(Excerpts from point annotation data)
## Start
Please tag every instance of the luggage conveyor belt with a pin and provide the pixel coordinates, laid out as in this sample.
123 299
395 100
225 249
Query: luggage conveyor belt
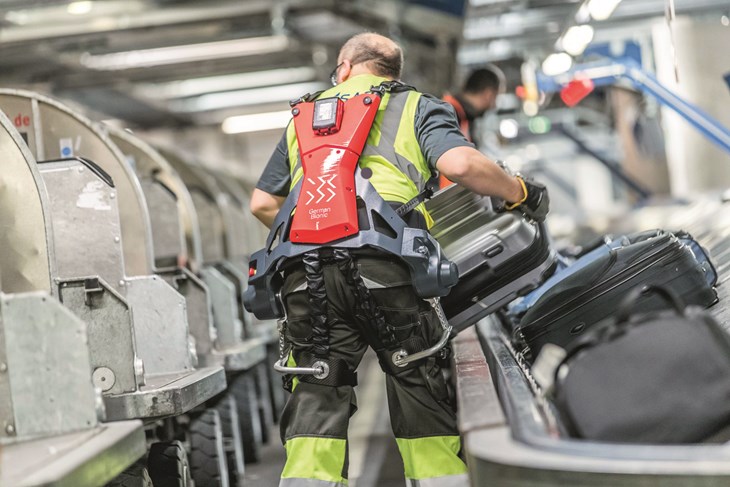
512 437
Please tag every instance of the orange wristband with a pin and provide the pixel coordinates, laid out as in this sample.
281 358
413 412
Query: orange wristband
524 198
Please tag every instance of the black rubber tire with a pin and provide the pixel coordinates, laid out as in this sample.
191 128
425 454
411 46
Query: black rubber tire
168 465
243 388
232 444
207 457
134 476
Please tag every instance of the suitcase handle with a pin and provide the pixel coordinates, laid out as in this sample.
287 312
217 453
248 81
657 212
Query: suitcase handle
629 302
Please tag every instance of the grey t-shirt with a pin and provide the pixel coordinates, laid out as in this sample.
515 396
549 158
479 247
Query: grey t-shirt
437 131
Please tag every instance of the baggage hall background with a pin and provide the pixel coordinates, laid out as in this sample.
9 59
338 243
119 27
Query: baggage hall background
588 349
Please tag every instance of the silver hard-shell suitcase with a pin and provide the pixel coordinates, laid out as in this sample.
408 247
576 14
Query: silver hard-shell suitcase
500 255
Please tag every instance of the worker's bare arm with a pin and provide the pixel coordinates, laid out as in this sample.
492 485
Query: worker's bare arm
265 206
473 170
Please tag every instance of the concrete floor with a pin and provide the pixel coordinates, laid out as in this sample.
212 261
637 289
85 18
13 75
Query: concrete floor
374 457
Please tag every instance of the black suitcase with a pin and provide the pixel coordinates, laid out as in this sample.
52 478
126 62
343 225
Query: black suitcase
592 294
653 378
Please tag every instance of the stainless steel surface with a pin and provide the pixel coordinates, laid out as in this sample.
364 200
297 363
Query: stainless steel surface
60 132
160 325
229 328
243 356
151 165
47 374
167 394
89 458
109 327
24 262
198 305
87 233
515 446
318 369
210 218
168 240
238 275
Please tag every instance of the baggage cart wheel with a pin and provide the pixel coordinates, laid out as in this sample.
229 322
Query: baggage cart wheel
207 458
243 388
263 393
135 475
168 464
232 444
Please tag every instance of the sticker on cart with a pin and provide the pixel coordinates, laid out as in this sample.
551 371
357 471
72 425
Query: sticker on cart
67 147
94 197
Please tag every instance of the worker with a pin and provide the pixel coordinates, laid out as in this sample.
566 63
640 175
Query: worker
326 298
478 96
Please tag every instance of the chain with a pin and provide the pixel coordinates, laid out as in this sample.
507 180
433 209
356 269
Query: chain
542 402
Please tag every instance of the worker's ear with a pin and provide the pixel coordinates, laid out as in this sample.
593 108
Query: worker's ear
344 73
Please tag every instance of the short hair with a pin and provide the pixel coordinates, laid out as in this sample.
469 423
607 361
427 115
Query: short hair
383 56
484 79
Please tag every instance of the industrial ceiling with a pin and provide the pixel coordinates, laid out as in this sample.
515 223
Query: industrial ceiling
176 62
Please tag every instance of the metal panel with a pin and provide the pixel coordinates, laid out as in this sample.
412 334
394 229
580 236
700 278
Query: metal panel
89 458
211 227
239 279
200 319
63 133
24 260
86 228
167 236
167 395
229 327
47 366
160 325
204 199
148 163
111 342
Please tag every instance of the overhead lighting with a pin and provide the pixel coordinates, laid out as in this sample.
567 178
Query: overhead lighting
509 128
79 8
227 82
602 9
576 39
557 63
258 96
204 51
256 122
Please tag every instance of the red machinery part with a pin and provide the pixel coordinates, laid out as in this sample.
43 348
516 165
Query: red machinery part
327 206
576 90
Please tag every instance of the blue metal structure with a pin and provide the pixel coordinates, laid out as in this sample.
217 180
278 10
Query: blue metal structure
609 71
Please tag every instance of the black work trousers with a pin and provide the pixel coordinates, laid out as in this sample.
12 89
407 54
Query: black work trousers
315 419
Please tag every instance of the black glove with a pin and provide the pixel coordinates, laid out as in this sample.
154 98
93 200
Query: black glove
536 203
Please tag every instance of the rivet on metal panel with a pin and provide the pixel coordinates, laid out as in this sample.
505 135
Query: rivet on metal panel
103 378
139 370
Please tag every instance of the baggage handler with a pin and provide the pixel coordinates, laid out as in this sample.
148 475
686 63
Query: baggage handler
478 96
413 135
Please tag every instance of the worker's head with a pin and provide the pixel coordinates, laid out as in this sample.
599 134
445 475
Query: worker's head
482 87
368 53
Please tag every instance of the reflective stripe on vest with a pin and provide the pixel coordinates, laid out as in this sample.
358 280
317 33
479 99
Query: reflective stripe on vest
400 170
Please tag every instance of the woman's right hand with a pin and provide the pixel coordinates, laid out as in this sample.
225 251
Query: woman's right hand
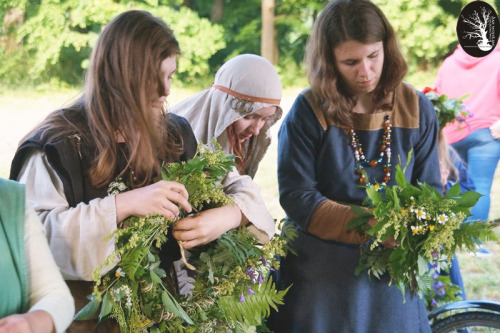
163 197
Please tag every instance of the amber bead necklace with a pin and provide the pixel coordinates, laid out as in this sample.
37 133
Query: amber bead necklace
384 155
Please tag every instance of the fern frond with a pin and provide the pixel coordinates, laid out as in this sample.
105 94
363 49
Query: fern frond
255 307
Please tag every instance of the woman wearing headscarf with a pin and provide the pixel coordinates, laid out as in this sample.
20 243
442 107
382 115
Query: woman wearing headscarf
238 110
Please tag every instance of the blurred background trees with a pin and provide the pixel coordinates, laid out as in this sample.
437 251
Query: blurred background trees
50 40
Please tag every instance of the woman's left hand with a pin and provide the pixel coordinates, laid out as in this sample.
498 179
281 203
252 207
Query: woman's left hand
207 226
38 321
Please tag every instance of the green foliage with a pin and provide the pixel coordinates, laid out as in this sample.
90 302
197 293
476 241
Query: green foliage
427 226
448 109
442 291
133 292
426 28
57 37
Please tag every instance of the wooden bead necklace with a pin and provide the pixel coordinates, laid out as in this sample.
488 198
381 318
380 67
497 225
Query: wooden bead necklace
385 153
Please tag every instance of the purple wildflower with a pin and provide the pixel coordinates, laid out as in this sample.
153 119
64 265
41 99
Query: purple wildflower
251 274
264 261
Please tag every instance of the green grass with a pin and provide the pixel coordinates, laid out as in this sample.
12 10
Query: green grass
20 111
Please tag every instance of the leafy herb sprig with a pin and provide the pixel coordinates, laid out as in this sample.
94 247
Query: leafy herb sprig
448 109
427 226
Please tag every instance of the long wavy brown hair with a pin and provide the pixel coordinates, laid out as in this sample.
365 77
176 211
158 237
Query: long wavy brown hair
123 79
341 21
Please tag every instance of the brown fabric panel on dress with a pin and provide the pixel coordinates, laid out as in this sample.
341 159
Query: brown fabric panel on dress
402 115
329 222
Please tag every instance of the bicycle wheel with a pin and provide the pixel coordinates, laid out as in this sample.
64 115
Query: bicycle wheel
468 322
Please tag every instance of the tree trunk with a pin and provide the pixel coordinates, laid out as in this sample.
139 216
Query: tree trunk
269 45
217 11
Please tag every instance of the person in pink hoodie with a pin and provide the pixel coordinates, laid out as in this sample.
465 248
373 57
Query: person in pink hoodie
478 139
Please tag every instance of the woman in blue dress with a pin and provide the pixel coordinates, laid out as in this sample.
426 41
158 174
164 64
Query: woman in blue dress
357 115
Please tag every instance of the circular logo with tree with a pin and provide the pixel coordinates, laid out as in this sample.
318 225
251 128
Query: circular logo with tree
478 28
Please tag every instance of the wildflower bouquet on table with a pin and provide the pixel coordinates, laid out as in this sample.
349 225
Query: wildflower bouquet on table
232 290
448 109
427 226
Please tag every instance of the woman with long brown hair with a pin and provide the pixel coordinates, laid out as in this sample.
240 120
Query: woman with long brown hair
117 130
356 118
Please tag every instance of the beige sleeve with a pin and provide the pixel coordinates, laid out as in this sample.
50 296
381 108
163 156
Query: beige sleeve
69 230
48 291
329 222
246 195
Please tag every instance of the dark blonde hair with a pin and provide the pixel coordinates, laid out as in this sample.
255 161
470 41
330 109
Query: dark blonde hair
123 79
341 21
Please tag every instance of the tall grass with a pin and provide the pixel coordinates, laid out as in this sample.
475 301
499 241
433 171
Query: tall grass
21 111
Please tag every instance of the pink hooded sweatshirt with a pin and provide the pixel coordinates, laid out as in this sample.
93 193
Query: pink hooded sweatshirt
462 74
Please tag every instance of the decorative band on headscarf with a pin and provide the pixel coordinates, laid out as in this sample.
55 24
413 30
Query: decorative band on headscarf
246 97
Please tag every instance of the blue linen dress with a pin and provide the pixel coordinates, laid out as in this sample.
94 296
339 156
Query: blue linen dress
316 163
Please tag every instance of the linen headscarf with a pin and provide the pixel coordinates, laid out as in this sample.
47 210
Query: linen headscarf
243 85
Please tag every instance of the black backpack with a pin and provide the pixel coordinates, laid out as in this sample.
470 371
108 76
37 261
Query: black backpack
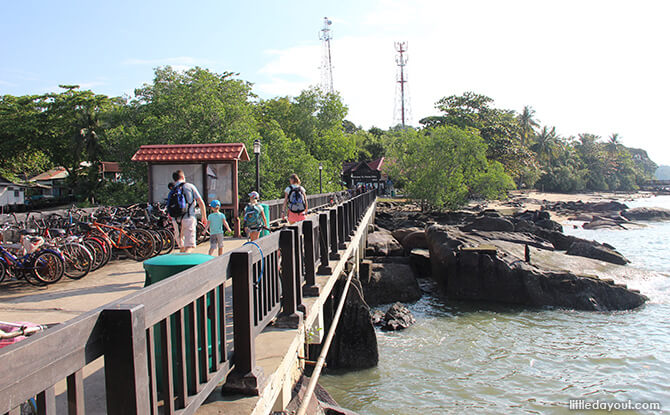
177 204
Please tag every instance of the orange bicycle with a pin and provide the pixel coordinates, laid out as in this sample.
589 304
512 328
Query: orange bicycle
136 243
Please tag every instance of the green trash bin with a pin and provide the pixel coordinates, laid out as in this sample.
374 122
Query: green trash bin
266 210
158 269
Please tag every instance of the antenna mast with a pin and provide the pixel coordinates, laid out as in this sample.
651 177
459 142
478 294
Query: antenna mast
325 36
402 108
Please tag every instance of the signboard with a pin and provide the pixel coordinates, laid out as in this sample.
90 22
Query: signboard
161 175
220 183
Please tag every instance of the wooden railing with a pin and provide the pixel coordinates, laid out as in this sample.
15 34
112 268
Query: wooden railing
167 346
## End
#### What the task asks:
Output the line that contains "Please tag every instance of the beige" and every subsequent line through the end of the entries, exactly as given, without pictures.

#### Answer in full:
Please tag every instance of the beige sleeve with a pin and provide the pixel coordinates, laid out as in this sample.
50 296
381 108
163 156
Query: beige sleeve
69 230
48 291
329 222
246 195
Please tag every instance of the dark blonde hair with a pin and provide the pixel coordinates, laid out as in this sample.
255 161
470 41
330 109
Query: dark blonde hair
123 79
341 21
Please tag every instance of the tall grass with a pin and provide the pixel coordinates, laid out as in this sample.
475 301
499 241
433 171
Query: tall grass
21 111
Please tag every instance of the pink hooded sweatshirt with a pin and provide the pixel coordinates, laid out as in this sample.
93 193
Query: pink hooded sweatshirt
462 74
Please tag every instance of the decorative band on headscarf with a pin and provide the pixel coordinates, laid out as in this sample.
55 24
413 30
Query: decorative band on headscarf
246 97
Please tag every instance of the blue linen dress with a pin and provide the pixel coordinates, laid out as in this sample.
94 296
339 156
Query: blue linen dress
316 163
Please tag every instance of the linen headscarf with a pin and provide the pixel coordinates, laid out as in this sample.
47 210
Query: linen headscarf
243 85
Please tag every instance of the black backpack with a pin and provide the pixel coordinates, laid out as in this sample.
470 371
108 76
37 261
Query: black backpack
177 204
Please tag every instance of the orange bicycle with a pin and provide the pixel coordinates, laid out as in this sample.
589 304
512 328
Query: orange bicycle
136 243
Please tag every instance of the green trash bin with a pin and provide the pixel coordinates, laid out as in this sample.
374 122
Query: green trash bin
266 210
158 269
Please tag every instance of the antenna mast with a pin and provide the pixel coordinates, laid out as in this sample.
651 177
459 142
478 294
Query: antenna mast
325 36
402 108
Please tag every instance of the signboard with a pin and provide the pixel coordinates, laid out as in this sample.
90 22
Query: signboard
161 175
220 183
Please tag every instance of the wooden railing with a pin and provide the pixel coordinates, laid out as in this sample.
15 34
112 268
Query: wooden railing
167 346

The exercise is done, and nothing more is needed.